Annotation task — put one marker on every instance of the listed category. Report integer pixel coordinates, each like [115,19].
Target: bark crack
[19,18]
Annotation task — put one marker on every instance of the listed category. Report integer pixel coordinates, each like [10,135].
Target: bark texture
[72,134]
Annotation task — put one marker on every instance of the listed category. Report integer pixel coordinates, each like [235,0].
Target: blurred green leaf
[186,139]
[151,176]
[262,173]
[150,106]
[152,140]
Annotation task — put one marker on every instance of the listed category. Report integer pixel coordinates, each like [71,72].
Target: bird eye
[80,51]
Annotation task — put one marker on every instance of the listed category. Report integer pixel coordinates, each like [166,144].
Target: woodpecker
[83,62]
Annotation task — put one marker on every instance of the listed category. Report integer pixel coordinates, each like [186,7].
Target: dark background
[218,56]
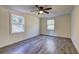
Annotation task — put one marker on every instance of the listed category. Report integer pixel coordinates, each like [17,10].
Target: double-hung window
[51,24]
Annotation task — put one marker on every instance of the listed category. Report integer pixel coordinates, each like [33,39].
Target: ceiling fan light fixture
[40,12]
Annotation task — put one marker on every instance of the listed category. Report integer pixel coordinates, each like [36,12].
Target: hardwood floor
[41,44]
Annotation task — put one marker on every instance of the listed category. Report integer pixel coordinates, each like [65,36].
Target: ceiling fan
[42,9]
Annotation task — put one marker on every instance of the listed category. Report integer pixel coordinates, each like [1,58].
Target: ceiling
[57,10]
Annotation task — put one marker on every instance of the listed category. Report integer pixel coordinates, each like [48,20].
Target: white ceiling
[57,10]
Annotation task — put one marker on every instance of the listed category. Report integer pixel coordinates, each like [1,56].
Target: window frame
[51,24]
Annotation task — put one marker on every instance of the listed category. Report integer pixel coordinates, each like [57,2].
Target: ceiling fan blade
[46,12]
[47,8]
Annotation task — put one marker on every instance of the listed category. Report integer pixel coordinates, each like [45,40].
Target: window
[50,24]
[17,23]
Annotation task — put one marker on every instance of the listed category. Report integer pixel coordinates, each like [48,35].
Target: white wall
[75,27]
[31,28]
[62,26]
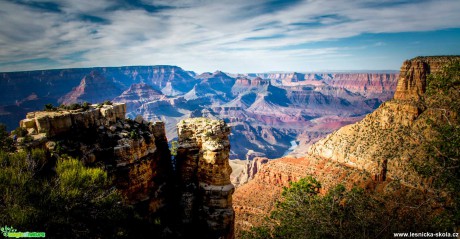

**INSTRUCTIONS FOR THE TASK**
Going back over the entries above, copy word for word every line from the one that has "each like [36,12]." on through the one that has "each like [1,56].".

**RESPONSE TO THIS EXERCISE**
Annotation task — put one marker on every instance of the listed category. Report integer pixel coordinates, each like [36,12].
Target: hardwood floor
[41,44]
Annotation task — put one marker on every instance of the listed category. Report integer pixel coordinates, each like [65,36].
Target: ceiling fan
[42,9]
Annotation task — put one marker on every instance of the listed category. Report integer pixel coordinates, each like [1,58].
Target: ceiling
[57,10]
Annotation task — put one marker on every instance of the listed category. Report integer pixel coordinates, each like [48,20].
Target: white ceiling
[57,10]
Annotation task — put one marker on every instance of the listed category. Report integer pixel coordinates, each like [1,56].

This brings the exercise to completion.